··· EXTRACTED MATERIAL ···
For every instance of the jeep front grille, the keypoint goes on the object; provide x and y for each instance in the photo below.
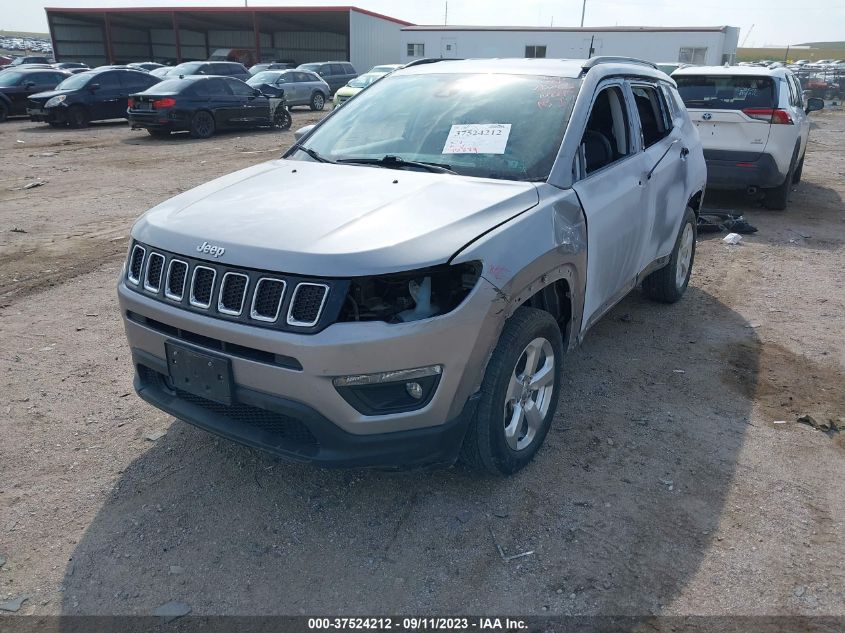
(155, 267)
(256, 297)
(177, 272)
(136, 264)
(307, 303)
(267, 300)
(202, 286)
(232, 293)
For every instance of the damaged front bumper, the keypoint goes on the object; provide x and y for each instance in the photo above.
(296, 409)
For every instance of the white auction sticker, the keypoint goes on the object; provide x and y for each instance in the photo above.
(478, 138)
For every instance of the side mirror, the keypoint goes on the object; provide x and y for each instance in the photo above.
(813, 104)
(303, 131)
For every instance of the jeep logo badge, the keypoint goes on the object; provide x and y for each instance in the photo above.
(209, 249)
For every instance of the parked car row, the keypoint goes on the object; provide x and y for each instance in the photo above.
(198, 104)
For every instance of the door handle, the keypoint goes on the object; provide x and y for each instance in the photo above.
(660, 160)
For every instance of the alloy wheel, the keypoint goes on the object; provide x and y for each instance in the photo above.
(529, 394)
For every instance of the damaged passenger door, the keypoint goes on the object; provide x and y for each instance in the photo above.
(664, 183)
(610, 189)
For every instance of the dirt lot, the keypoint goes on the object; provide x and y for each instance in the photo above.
(665, 487)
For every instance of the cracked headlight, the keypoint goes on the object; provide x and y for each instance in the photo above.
(410, 296)
(52, 103)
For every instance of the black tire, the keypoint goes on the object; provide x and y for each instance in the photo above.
(485, 445)
(796, 178)
(777, 198)
(202, 124)
(282, 119)
(77, 116)
(318, 101)
(668, 284)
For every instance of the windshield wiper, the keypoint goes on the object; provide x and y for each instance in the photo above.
(395, 162)
(316, 155)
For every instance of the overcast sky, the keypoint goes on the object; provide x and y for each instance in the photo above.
(775, 21)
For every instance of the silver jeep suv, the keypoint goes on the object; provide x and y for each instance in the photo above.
(400, 288)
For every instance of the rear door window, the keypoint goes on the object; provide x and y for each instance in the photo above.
(726, 92)
(654, 118)
(239, 88)
(107, 81)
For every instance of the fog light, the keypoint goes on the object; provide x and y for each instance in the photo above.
(390, 391)
(414, 390)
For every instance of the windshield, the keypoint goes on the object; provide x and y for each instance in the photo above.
(264, 77)
(188, 68)
(10, 78)
(492, 125)
(364, 80)
(169, 86)
(74, 82)
(726, 92)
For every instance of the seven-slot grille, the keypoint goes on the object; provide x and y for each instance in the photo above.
(307, 303)
(155, 267)
(217, 290)
(232, 293)
(177, 272)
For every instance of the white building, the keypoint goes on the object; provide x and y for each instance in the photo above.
(695, 45)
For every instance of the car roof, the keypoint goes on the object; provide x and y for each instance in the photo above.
(569, 68)
(41, 70)
(756, 71)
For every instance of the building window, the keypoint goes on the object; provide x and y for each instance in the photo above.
(534, 51)
(690, 55)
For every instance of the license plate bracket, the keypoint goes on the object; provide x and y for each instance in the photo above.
(199, 373)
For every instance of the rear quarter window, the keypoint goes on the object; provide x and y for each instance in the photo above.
(726, 92)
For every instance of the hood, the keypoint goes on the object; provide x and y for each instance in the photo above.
(46, 96)
(333, 220)
(348, 91)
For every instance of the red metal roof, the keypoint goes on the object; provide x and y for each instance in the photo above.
(130, 10)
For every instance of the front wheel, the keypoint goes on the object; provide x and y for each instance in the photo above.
(282, 119)
(669, 283)
(202, 125)
(318, 101)
(518, 396)
(796, 177)
(77, 117)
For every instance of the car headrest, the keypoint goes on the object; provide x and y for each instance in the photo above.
(597, 150)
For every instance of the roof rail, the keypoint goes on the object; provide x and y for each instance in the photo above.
(428, 60)
(609, 59)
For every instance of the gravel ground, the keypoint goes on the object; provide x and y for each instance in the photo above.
(665, 487)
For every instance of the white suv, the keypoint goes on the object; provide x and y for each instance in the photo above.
(753, 125)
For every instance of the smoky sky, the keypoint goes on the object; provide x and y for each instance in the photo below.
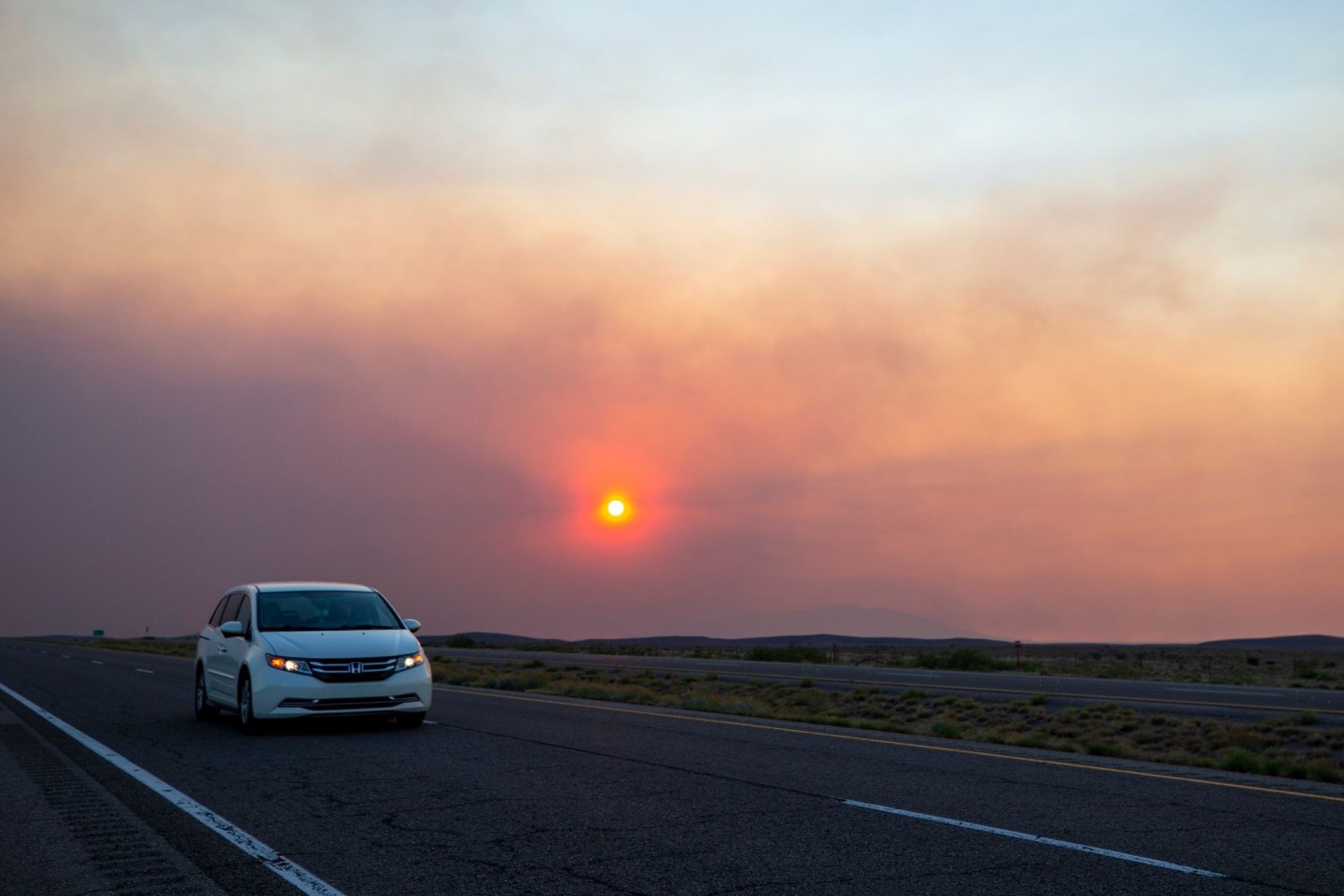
(851, 315)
···
* ABOUT THIS TASK
From the line that contains "For every instance of the license" to the final line of the material, write out each line exactly. Pictures stay out.

* TASK RESULT
For every instance of the license plate bracket, the keypoint goes on the object; provide x and y for each instance in the photo above.
(199, 373)
For every instance of the rear quarter window, the keypoint goes on the object; provide x and y for each instance in the photo above.
(726, 92)
For every instance of the hood, the keypoint goes on the object; provide x and y for each instance in the photo above.
(46, 96)
(333, 220)
(348, 91)
For every instance of the red metal roof, the keypoint goes on the object; provide x and y for each instance in the photo above.
(130, 10)
For every instance of the front wheel, the keypoint goes on the object; provide x and y for each instance in the photo above.
(282, 119)
(669, 283)
(202, 125)
(318, 101)
(518, 396)
(796, 177)
(77, 117)
For every instance of the car headrest, the keypoint goes on the object; provide x and y for each instance in the photo above.
(597, 150)
For every instance of the roof rail, the keypoint goes on the object; provide x and y for each instance in the photo above.
(428, 60)
(609, 59)
For every instance of the gravel ground, the keypoint goes on the object; provide x and y for each instance in the photo above.
(665, 487)
For every instance of the white suv, the keypoint goes on the object; provide x and y for each instance in the photo above.
(753, 125)
For every instance of the smoky sky, the keypoint goes on the object; provide x and y for each instance in the photo below.
(851, 315)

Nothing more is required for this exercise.